INSTRUCTIONS FOR THE TASK => Please give the lines below as a JSON list of strings, one string per line, with blank lines left out.

GIVEN DATA =>
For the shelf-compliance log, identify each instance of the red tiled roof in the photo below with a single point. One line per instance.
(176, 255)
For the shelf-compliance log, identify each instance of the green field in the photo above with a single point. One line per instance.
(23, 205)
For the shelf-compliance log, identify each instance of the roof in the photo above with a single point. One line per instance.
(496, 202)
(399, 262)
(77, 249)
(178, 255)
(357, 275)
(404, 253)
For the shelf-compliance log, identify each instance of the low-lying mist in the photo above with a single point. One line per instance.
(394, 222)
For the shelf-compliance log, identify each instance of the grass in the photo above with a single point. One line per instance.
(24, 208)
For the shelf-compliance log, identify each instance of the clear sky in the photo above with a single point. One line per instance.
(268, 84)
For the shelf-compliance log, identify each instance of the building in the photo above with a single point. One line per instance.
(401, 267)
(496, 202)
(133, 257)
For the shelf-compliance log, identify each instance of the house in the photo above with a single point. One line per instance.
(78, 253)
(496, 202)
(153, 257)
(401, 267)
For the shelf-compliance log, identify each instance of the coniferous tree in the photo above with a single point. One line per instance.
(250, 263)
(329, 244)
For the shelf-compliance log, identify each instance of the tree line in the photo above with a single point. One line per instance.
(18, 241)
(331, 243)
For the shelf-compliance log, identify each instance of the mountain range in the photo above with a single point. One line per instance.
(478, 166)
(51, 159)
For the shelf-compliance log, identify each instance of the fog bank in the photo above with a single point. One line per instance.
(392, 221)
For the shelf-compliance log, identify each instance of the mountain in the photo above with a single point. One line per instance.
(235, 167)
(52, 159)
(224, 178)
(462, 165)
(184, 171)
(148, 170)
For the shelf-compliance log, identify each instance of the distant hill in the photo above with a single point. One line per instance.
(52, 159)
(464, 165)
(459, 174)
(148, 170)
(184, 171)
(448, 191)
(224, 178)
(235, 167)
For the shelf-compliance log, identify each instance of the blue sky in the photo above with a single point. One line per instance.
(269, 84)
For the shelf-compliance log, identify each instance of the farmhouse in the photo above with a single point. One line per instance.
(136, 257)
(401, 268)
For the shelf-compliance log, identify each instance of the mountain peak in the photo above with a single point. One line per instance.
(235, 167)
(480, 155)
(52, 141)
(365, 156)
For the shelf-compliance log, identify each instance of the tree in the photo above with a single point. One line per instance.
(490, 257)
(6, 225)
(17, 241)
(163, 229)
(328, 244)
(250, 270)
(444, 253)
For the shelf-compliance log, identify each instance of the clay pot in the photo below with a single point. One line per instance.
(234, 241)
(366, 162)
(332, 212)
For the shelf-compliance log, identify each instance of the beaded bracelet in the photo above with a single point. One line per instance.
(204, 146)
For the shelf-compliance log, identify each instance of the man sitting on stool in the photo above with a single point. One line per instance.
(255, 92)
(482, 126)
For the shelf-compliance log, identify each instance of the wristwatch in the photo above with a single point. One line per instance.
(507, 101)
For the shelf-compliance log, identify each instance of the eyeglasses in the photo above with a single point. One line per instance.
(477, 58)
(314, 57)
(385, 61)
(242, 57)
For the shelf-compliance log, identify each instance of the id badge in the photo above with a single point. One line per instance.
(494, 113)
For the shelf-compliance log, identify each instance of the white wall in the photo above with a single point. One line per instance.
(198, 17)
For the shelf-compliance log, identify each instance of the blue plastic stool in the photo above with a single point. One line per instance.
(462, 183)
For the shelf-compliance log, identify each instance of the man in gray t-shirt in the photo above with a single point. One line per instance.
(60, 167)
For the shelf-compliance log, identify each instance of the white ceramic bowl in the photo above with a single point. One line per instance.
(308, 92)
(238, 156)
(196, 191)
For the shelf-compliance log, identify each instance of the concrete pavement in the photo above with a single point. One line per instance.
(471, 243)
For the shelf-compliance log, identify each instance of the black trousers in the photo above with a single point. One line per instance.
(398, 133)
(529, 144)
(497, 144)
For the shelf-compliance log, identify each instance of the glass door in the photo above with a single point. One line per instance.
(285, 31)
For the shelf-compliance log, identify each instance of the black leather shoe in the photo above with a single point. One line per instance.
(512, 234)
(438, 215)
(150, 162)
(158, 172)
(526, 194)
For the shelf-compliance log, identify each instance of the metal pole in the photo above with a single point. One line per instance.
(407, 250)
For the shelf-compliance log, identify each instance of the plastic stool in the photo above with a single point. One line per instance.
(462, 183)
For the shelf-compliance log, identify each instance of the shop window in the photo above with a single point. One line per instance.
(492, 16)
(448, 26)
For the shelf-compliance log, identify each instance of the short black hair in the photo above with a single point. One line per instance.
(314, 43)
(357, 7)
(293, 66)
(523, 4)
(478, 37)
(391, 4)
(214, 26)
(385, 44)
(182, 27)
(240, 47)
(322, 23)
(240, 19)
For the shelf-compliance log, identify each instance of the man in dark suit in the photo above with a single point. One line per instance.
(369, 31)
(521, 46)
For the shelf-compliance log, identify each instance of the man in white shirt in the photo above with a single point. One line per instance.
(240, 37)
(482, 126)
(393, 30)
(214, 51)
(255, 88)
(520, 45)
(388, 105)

TASK RESULT =>
[
  "For the shelf-compliance log, identify each instance of the red tiled roof in the photo below with a single point. One line per instance.",
  "(176, 255)",
  "For the shelf-compliance log, identify each instance of the green field in the photo above with a single point. One line per instance.",
  "(23, 205)",
  "For the shelf-compliance log, identify each instance of the roof in the photo above with a single point. One line per instance.",
  "(496, 202)",
  "(399, 262)",
  "(77, 249)",
  "(178, 255)",
  "(357, 275)",
  "(404, 253)",
  "For the shelf-compliance log, identify each instance of the low-lying mist in the photo above with a single point. One line per instance.",
  "(394, 222)",
  "For the shelf-compliance log, identify each instance of the grass in the photo above with a single point. One line per instance.",
  "(24, 208)",
  "For the shelf-compliance log, identify each instance of the clear sky in the photo above with a single point. One line per instance.",
  "(268, 84)",
  "For the shelf-compliance log, identify each instance of the building in the photo above with a single point. One line per instance.",
  "(401, 267)",
  "(496, 202)",
  "(133, 257)",
  "For the shelf-compliance log, identify each instance of the house in the photo above with a single point. One line per instance.",
  "(78, 253)",
  "(496, 202)",
  "(153, 257)",
  "(401, 267)",
  "For the shelf-compliance log, identify each instance of the coniferous tree in the photo above with a single point. One line per instance.",
  "(250, 263)",
  "(329, 244)",
  "For the shelf-compliance log, identify each instance of the tree line in the photo above with a single point. One line per instance.",
  "(18, 241)",
  "(331, 243)",
  "For the shelf-compliance log, identify each instance of the mountain range in the photo above with a single point. One line per instance.",
  "(478, 166)",
  "(51, 159)",
  "For the shelf-compliance log, identify each instance of the fog bank in the photo above with a single point. One line per instance.",
  "(392, 221)",
  "For the shelf-compliance log, identify each instance of the mountain in the photo above with a single point. One line per instance.",
  "(235, 167)",
  "(52, 159)",
  "(224, 178)",
  "(462, 165)",
  "(184, 171)",
  "(148, 170)",
  "For the shelf-compliance log, identify each instance of the distant hill in the photo above with a single point. One line per instance.",
  "(52, 159)",
  "(464, 165)",
  "(459, 174)",
  "(148, 170)",
  "(184, 171)",
  "(448, 191)",
  "(224, 178)",
  "(235, 167)",
  "For the shelf-compliance log, identify each instance of the blue sky in the photo above with a single point. One line per instance.",
  "(269, 84)",
  "For the shelf-compliance log, identify each instance of the farmhouse in the photo above with a single point. One line per instance.",
  "(136, 257)",
  "(401, 268)",
  "For the shelf-compliance log, identify each instance of the mountain peak in the photo above with a single point. One line per instance.",
  "(235, 167)",
  "(480, 155)",
  "(52, 141)",
  "(365, 156)",
  "For the shelf-compliance log, identify each instance of the tree in the photo above with a single point. One line per instance.",
  "(490, 257)",
  "(6, 225)",
  "(17, 241)",
  "(163, 229)",
  "(328, 244)",
  "(250, 270)",
  "(444, 253)",
  "For the shelf-compliance log, identify each instance of the clay pot in the photo below with a single point. One line per instance.",
  "(234, 241)",
  "(366, 162)",
  "(332, 212)",
  "For the shelf-compliance log, identify each instance of the beaded bracelet in the photo above with a single point. One line per instance.",
  "(204, 146)",
  "For the shelf-compliance log, identify each instance of the man sitting on stool in the photo above with a single point. One line per instance.",
  "(255, 92)",
  "(482, 126)",
  "For the shelf-compliance log, identify each instance of the wristwatch in the photo above with a single point. One line per instance.",
  "(507, 101)",
  "For the shelf-compliance log, identify each instance of the eyeglasses in the photo above with a single point. One line per instance.",
  "(477, 58)",
  "(314, 57)",
  "(385, 61)",
  "(242, 57)",
  "For the shelf-compliance log, identify each instance of the id badge in the photo above with a single point. One line per instance.",
  "(494, 113)",
  "For the shelf-compliance log, identify each instance of the white wall in the photo above with a single point. One line per instance.",
  "(198, 17)",
  "For the shelf-compliance log, identify each instance of the blue plastic stool in the photo above with a single point. One line per instance.",
  "(462, 183)",
  "For the shelf-compliance log, identify each instance of the man in gray t-shirt in the photo above with a single point. One line per instance.",
  "(60, 167)",
  "For the shelf-compliance log, identify each instance of the white ceramic bowl in the photo above with a single point. One line per instance.",
  "(308, 92)",
  "(238, 156)",
  "(196, 191)",
  "For the shelf-compliance log, identify each instance of the concrete pavement in the photo above with a single point. One line per instance.",
  "(471, 243)",
  "For the shelf-compliance log, identify each instance of the black trousers in the photo above with a single point. One line per instance.",
  "(398, 133)",
  "(529, 144)",
  "(497, 144)",
  "For the shelf-compliance log, identify each instance of the glass door in the photo above with a single point. One line per instance.",
  "(285, 31)",
  "For the shelf-compliance log, identify each instance of the black leather shoe in the photo above with a single point. One line per instance.",
  "(512, 234)",
  "(438, 215)",
  "(150, 162)",
  "(158, 172)",
  "(526, 194)",
  "For the shelf-compliance log, identify each instance of the metal pole in the photo above with a single point. One line per instance.",
  "(407, 250)",
  "For the shelf-compliance log, identify each instance of the plastic stool in the photo above with a single point. One line per instance.",
  "(462, 183)",
  "For the shelf-compliance log, identify each instance of the shop window in the photo above with a single point. One line per instance.",
  "(492, 16)",
  "(448, 26)",
  "For the shelf-compliance log, identify each instance of the short black hair in the photo above with a single point. One line per instance.",
  "(314, 43)",
  "(357, 7)",
  "(293, 66)",
  "(523, 4)",
  "(478, 37)",
  "(391, 4)",
  "(214, 26)",
  "(385, 44)",
  "(182, 27)",
  "(240, 47)",
  "(322, 23)",
  "(240, 19)",
  "For the shelf-compliance log, identify each instance of the man in dark suit in the photo above with a single point. One line per instance.",
  "(369, 31)",
  "(521, 46)",
  "For the shelf-compliance log, identify each instance of the man in white shirt in the photo above with a single point. One line per instance.",
  "(240, 37)",
  "(482, 126)",
  "(393, 30)",
  "(214, 51)",
  "(255, 88)",
  "(520, 45)",
  "(388, 105)"
]